#### The tasks:
1: Reproduce, word for word, the stretch of the accessibility tool discussion that begins at the words "I've spend two" and stops after the words "this looks great!".
2: Tally the lines of the records that contain the string "grass" and give only the number.

#### Passage to read:
I've spend two months delivering a tool that is easy to understand and helps catching accessibility issues on my apps. A few years later it's pretty popular despite being mostly abandoned.

I will be happy to work on this further but honestly lost my enthusiasm some time ago. I'd love to get in touch with some company in the accessibility testing space and discuss how to improve it.

  • by yreg on 10/7/24, 1:44 PM

    Thank you, this looks great!

    Could you please run it inside iframes as well? Being able to use this in the Storybook/Playroom would be awesome.

    ---

    Firefox link: https://addons.mozilla.org/en-US/firefox/addon/aria-devtools...

  • by notjustanymike on 10/7/24, 1:28 PM

    A very handy tool for spot checking, but also training. My benefit from this visualization will be demonstrating to non-technical how to people to think about accessibility (specifically screen readers). Half the challenge with WCAG is getting our stakeholders to think beyond ticking boxes for compliance.
  • by kilian on 10/7/24, 6:42 PM

    Very cool. I recently implemented my own accessibility tree visualization [1] Yours is very interesting, getting away from the tree itself to a visualization more focused on grouping discrete units.

    My thinking was to show the entire structure and through that help people focus on a logical flow through the page. Flipping that around and thinking of the tree as a set of discrete blocks, where the cohesion inside each block is more important, is very interesting.

    Happy to chat if you want to compare notes!

    [1] https://polypane.app/blog/polypane-20-1-the-accessibility-tr...

#### Exercise materials:

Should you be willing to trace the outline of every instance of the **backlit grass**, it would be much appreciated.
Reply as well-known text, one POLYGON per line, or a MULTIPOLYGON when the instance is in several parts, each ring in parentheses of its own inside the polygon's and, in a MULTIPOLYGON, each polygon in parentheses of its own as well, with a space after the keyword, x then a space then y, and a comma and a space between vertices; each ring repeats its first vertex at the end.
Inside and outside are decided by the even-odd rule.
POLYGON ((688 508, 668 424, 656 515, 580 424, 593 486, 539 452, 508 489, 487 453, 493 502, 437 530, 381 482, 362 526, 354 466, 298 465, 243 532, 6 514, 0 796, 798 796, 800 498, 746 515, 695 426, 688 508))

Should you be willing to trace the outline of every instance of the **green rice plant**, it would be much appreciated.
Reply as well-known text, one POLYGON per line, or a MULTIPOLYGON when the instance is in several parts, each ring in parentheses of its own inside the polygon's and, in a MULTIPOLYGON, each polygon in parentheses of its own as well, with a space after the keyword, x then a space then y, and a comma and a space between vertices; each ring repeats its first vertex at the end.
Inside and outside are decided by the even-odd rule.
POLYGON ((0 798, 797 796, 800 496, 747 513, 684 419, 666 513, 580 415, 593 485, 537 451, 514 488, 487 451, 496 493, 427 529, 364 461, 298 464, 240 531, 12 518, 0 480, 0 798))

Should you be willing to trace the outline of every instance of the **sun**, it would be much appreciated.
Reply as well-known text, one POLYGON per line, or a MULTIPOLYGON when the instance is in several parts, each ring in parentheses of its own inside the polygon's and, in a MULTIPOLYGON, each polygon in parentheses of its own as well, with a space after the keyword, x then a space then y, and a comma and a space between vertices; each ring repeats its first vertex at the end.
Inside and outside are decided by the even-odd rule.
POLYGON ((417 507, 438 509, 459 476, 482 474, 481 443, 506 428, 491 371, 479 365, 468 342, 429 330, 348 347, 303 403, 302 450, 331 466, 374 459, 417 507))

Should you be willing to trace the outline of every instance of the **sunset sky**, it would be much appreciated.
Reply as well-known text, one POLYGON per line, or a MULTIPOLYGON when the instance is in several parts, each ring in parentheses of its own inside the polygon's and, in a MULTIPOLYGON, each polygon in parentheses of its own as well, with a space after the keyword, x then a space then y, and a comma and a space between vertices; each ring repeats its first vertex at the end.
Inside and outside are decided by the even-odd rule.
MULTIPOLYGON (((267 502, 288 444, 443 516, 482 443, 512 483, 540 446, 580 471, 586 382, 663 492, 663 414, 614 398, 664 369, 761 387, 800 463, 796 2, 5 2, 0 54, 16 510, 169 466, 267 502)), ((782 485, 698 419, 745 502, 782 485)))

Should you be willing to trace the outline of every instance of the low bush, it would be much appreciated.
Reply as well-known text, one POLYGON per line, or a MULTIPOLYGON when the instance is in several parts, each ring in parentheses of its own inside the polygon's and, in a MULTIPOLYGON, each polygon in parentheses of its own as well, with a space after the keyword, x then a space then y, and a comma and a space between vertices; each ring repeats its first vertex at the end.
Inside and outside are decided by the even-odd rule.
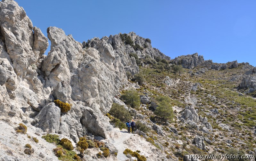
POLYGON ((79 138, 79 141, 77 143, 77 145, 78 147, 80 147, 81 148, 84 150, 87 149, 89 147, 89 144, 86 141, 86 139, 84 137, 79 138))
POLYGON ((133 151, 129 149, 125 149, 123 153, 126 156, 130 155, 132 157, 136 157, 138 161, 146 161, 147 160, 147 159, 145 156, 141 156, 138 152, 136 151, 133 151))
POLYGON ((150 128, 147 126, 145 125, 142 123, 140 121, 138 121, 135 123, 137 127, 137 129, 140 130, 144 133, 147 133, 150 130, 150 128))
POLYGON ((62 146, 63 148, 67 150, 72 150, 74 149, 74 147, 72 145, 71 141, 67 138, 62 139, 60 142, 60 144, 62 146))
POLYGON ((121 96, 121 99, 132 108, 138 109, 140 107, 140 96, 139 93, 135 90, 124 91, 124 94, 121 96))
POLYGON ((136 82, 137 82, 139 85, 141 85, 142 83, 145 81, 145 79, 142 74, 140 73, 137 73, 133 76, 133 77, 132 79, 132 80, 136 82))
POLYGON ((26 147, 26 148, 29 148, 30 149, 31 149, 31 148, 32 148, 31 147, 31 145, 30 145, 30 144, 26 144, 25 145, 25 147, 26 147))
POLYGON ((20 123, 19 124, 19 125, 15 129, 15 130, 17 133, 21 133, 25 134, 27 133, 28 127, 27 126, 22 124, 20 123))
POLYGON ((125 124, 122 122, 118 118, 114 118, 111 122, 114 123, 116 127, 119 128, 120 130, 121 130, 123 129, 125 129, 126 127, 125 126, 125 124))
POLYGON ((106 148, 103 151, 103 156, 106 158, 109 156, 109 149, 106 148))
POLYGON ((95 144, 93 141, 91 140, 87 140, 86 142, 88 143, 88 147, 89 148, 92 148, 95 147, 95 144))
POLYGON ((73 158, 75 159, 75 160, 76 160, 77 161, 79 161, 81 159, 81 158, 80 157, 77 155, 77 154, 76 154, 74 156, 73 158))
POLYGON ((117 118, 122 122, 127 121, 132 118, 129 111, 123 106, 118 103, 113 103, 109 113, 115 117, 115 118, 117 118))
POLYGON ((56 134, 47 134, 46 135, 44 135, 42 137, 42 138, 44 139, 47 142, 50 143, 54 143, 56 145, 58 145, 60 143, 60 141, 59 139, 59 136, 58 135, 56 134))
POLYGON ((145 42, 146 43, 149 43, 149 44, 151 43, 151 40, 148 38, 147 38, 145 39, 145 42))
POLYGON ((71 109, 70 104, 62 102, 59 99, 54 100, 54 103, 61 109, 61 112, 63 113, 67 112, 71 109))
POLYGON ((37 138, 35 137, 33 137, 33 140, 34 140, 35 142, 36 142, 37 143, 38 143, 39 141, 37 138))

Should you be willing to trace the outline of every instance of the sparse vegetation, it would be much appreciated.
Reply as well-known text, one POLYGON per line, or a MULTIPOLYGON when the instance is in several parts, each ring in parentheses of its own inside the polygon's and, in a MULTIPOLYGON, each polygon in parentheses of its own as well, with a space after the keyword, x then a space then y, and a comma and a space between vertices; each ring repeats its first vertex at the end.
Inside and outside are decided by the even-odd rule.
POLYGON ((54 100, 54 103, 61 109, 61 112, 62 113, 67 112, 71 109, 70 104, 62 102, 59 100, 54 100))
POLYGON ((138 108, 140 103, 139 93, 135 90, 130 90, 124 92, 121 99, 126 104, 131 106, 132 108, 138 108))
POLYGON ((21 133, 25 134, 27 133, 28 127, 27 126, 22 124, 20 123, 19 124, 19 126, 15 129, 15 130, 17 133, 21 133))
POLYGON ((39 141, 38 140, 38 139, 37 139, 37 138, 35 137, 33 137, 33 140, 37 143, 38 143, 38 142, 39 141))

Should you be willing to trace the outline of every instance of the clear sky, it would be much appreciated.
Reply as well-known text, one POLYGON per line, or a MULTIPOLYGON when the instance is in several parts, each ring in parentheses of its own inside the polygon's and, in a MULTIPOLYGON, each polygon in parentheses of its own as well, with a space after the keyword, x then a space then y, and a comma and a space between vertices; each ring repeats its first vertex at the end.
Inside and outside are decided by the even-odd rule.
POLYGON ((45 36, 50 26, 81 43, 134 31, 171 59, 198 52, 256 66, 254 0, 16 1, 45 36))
==
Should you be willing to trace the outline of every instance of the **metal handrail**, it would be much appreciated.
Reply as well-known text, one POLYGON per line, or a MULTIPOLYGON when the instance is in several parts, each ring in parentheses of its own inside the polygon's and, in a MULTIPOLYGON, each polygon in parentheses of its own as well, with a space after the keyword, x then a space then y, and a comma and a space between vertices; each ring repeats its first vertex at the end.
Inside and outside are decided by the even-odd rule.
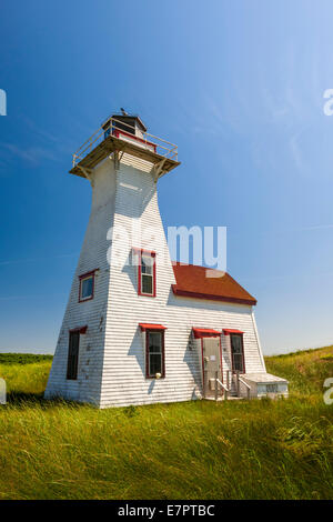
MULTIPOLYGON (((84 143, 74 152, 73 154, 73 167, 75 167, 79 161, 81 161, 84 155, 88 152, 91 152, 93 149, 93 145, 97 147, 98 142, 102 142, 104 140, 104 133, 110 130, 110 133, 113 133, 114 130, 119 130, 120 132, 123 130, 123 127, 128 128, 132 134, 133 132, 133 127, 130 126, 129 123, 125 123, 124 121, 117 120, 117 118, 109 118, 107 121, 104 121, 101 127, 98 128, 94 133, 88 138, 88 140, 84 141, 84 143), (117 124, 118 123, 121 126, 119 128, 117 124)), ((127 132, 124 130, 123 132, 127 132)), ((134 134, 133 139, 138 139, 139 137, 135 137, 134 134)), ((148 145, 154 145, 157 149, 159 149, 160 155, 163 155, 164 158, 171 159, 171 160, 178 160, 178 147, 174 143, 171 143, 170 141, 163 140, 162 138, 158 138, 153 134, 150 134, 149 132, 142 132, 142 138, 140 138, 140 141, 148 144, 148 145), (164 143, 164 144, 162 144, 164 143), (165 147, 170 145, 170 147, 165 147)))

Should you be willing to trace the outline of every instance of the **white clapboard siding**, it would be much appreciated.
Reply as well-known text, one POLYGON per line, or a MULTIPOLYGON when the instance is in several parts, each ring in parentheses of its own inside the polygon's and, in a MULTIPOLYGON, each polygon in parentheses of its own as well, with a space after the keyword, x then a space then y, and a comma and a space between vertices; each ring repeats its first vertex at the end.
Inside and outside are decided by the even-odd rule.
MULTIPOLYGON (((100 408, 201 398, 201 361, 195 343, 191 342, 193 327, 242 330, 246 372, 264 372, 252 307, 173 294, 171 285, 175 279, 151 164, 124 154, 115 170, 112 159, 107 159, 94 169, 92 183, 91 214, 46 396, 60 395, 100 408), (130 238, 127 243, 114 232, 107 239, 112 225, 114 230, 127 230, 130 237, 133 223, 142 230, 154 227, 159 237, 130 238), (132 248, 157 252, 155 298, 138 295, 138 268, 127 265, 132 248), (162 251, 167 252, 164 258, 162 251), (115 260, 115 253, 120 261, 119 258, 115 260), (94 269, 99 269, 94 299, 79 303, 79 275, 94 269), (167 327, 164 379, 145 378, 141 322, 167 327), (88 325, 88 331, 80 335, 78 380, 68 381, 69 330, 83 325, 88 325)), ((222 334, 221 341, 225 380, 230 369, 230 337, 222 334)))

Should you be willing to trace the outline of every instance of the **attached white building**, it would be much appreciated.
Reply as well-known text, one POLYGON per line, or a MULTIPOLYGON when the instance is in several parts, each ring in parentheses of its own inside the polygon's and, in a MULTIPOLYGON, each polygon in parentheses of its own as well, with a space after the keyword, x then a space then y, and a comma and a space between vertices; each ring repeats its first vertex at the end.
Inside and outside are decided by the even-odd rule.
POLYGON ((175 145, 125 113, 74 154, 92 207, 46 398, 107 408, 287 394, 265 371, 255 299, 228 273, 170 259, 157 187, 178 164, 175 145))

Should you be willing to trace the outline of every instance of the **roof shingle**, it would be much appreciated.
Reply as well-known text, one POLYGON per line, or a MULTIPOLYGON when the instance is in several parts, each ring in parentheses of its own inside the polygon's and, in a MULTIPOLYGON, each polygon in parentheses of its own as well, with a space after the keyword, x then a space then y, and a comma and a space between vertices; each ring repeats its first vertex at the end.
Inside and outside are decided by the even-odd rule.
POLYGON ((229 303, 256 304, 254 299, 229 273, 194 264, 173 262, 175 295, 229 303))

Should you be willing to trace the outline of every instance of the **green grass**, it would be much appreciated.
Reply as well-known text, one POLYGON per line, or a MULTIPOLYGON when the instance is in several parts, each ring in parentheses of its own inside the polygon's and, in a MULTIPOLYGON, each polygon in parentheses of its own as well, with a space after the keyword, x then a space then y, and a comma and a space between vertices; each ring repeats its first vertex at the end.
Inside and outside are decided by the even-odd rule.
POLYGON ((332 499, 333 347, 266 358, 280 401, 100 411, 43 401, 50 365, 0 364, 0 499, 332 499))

#### Responses:
1:
I've spend two months delivering a tool that is easy to understand and helps catching accessibility issues on my apps. A few years later it's pretty popular despite being mostly abandoned.

I will be happy to work on this further but honestly lost my enthusiasm some time ago. I'd love to get in touch with some company in the accessibility testing space and discuss how to improve it.

  • by yreg on 10/7/24, 1:44 PM

    Thank you, this looks great!

2: 2